** Start Reading text **

Welcome Home, Mr. Halt

Colonel Michael Halt recently returned to the island from a 15-month deployment to Afghanistan with the Marine Corps Reserve (he had previously served for seven months in Iraq in 2007). Yesterday Mr. Halt, who is the principal of the West Tisbury School, was officially welcomed back by his students.

I WISH I had been more to the left for this photo. Oh well.



Foggy Track Meet

I used to do track in high school, and was pretty bummed to find out that the team here doesn’t compete in pole vault, which was my event (I was awful at it, but MAN was it fun!). But I still like photographing meets.

I’m not used to shooting in pea-soup-thick fog, though, and it gave the photos a strange look. Oh well.

I have yet to figure out how to get a decent tight shot of handoffs during the 4×100 (I did get *a* shot; it’s further down). The 4X400 is much easier to shoot.

Can you tell these guys train together?

Animal Planet Visits the Vineyard

Maui is an eight-year-old Bouvier des Flandres who lives in Edgartown with owner Leonard Fogg. He is also one of those dog heroes you always hear about but never actually meet in real life. And he gets to be on Animal Planet because of it!

Four years ago, Leonard and Maui were walking along the wharf in Edgartown when Leonard leaned over to check the price of a for-sale boat and fell into the water. He couldn’t reach the docks to pull himself back up, and, this being February, wasn’t likely to actually attract attention with calls for help because nobody’s around the docks at that time of year. Leonard’s also a diabetic, and the cold water was doing nothing for his condition.

But Maui started to bark like a crazy fiend after Leonard fell in…and all his noise managed to attract Peter, a bar patron who’d stepped out for a smoke. Peter came down to investigate, and the story ends exactly the way you’d want it to (you can read the original Gazette article here)

Somehow the producers of Dogs 101 (an Animal Planet show) got wind of this story (quite a few years later; this all happened in ’07), and sent a film crew down to do a reenactment of everything. (Leonard didn’t have to fall in again; they got a lifeguard from the YMCA to do the honors.)

Occasionally I’ll go to assignments where I just have a terrible time keeping a straight, professional face. This was one of them. Maui’s not a trained actor (although he was very well trained), and he would occasionally wander off to do his own thing. Also, he’s a big shaggy dog, and big shaggy dogs always make me smile.

** End Reading text **
** Start Material **

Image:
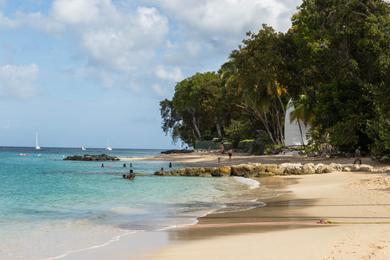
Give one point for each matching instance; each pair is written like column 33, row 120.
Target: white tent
column 295, row 131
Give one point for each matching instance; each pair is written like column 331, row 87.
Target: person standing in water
column 358, row 156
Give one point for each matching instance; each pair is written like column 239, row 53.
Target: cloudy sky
column 83, row 71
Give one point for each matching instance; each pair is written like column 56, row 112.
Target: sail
column 37, row 147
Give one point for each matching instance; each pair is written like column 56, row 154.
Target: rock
column 264, row 174
column 336, row 166
column 291, row 169
column 355, row 168
column 347, row 167
column 322, row 168
column 175, row 151
column 89, row 157
column 365, row 168
column 225, row 170
column 271, row 168
column 309, row 168
column 239, row 170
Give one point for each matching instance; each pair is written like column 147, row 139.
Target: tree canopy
column 334, row 63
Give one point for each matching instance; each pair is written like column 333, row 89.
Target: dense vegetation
column 334, row 63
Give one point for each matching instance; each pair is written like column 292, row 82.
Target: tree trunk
column 300, row 130
column 196, row 128
column 219, row 131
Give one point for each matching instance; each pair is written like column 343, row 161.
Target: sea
column 51, row 208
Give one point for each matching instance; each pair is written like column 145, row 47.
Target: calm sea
column 50, row 207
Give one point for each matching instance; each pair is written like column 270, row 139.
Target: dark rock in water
column 177, row 151
column 92, row 157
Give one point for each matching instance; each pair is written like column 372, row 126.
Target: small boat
column 37, row 147
column 108, row 147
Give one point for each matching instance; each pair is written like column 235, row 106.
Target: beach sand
column 357, row 205
column 210, row 159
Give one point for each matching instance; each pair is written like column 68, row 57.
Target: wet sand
column 357, row 206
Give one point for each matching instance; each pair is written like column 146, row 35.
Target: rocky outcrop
column 177, row 151
column 260, row 170
column 91, row 157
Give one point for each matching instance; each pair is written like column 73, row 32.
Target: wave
column 112, row 240
column 253, row 184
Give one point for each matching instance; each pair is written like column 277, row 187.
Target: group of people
column 129, row 176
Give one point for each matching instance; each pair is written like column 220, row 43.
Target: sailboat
column 108, row 148
column 37, row 147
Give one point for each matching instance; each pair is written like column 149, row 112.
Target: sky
column 81, row 72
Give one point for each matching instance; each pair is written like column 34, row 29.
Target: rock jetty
column 92, row 157
column 251, row 170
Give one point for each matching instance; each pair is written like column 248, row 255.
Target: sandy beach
column 210, row 159
column 323, row 216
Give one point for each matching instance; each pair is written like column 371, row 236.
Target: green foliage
column 334, row 62
column 237, row 130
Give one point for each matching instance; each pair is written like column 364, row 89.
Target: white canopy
column 295, row 131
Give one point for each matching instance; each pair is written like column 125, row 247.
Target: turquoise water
column 44, row 200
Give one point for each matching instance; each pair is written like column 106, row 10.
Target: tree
column 258, row 64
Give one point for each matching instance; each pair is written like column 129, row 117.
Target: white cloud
column 18, row 81
column 76, row 11
column 228, row 17
column 128, row 44
column 158, row 90
column 173, row 74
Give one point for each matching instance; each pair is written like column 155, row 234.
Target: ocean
column 51, row 208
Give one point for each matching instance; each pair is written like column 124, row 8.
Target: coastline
column 210, row 159
column 355, row 204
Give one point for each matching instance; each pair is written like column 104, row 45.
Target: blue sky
column 83, row 71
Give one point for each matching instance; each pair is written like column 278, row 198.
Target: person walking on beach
column 230, row 153
column 358, row 156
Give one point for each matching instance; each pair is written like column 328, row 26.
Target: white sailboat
column 108, row 148
column 37, row 147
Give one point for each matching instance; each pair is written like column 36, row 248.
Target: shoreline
column 304, row 202
column 210, row 159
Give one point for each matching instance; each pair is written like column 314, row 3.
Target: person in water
column 358, row 156
column 131, row 175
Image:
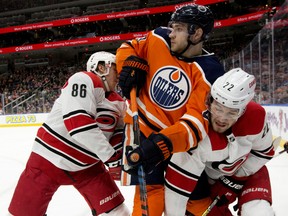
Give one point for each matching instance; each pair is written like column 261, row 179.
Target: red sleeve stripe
column 64, row 155
column 79, row 122
column 180, row 181
column 77, row 112
column 46, row 130
column 53, row 144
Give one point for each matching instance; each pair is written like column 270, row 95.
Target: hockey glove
column 153, row 150
column 133, row 73
column 227, row 188
column 114, row 165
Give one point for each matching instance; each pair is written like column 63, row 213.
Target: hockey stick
column 215, row 201
column 285, row 146
column 141, row 173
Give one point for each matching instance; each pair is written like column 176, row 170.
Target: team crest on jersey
column 229, row 168
column 170, row 88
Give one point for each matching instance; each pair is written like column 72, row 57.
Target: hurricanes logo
column 170, row 88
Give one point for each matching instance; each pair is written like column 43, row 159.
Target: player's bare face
column 222, row 117
column 112, row 77
column 178, row 37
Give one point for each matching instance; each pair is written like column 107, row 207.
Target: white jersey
column 77, row 131
column 241, row 152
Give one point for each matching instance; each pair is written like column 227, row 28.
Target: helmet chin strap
column 105, row 83
column 103, row 78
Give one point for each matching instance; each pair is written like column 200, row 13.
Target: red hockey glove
column 133, row 73
column 153, row 150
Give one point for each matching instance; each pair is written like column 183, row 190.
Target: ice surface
column 15, row 145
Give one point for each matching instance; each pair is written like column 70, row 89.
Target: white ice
column 15, row 147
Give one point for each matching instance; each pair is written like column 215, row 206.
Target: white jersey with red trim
column 241, row 152
column 76, row 133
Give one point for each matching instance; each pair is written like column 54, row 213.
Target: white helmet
column 235, row 89
column 97, row 57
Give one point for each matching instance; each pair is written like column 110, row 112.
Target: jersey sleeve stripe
column 83, row 129
column 66, row 141
column 62, row 154
column 77, row 112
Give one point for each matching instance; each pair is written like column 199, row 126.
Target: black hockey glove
column 133, row 73
column 228, row 188
column 153, row 150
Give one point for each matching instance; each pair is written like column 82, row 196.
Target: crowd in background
column 41, row 83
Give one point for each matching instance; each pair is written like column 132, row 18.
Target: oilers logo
column 170, row 88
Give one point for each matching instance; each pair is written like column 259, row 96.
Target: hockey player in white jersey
column 72, row 145
column 233, row 155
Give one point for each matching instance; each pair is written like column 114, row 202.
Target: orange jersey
column 173, row 98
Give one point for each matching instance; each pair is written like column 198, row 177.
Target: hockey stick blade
column 211, row 206
column 141, row 173
column 276, row 142
column 285, row 146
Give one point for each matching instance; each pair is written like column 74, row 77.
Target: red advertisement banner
column 99, row 17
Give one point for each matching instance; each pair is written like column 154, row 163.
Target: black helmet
column 195, row 15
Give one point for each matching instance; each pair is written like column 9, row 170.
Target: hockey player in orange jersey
column 173, row 75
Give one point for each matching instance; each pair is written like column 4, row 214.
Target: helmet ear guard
column 235, row 89
column 102, row 56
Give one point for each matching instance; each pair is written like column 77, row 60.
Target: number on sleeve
column 79, row 91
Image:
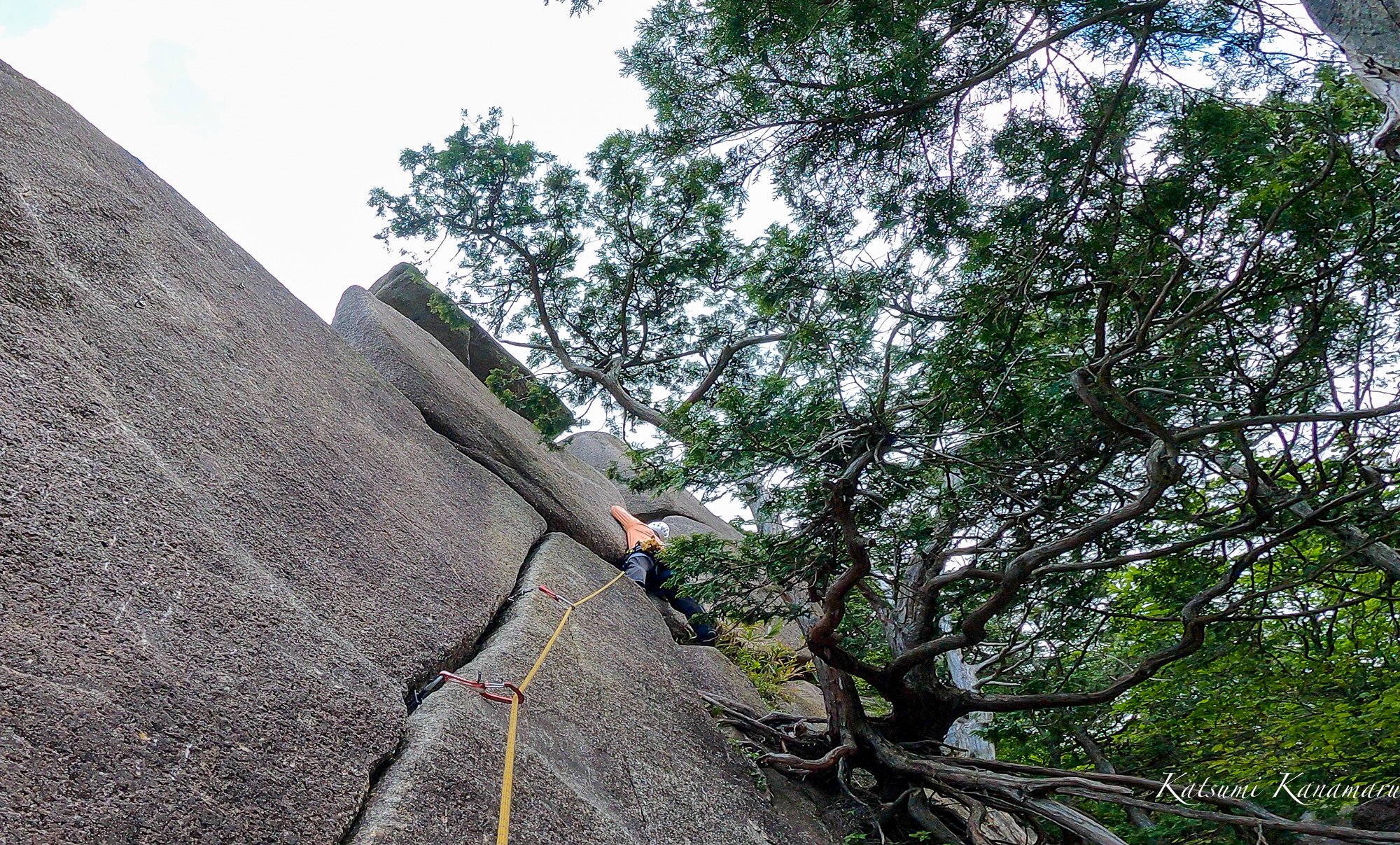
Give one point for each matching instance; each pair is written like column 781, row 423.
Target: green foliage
column 768, row 662
column 540, row 405
column 1055, row 364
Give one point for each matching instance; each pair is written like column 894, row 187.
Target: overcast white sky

** End Material **

**Tasks to complete**
**A)** Please copy the passage from the blog post word for word, from "Colonel Michael Halt" to "photo. Oh well.".
**B)** Repeat the entries verbatim from the line with "894, row 187." to the final line of the entries.

**Expected responses**
**A)**
Colonel Michael Halt recently returned to the island from a 15-month deployment to Afghanistan with the Marine Corps Reserve (he had previously served for seven months in Iraq in 2007). Yesterday Mr. Halt, who is the principal of the West Tisbury School, was officially welcomed back by his students.

I WISH I had been more to the left for this photo. Oh well.

**B)**
Give one point for each matching instance; each pair is written like column 894, row 187.
Target: overcast white sky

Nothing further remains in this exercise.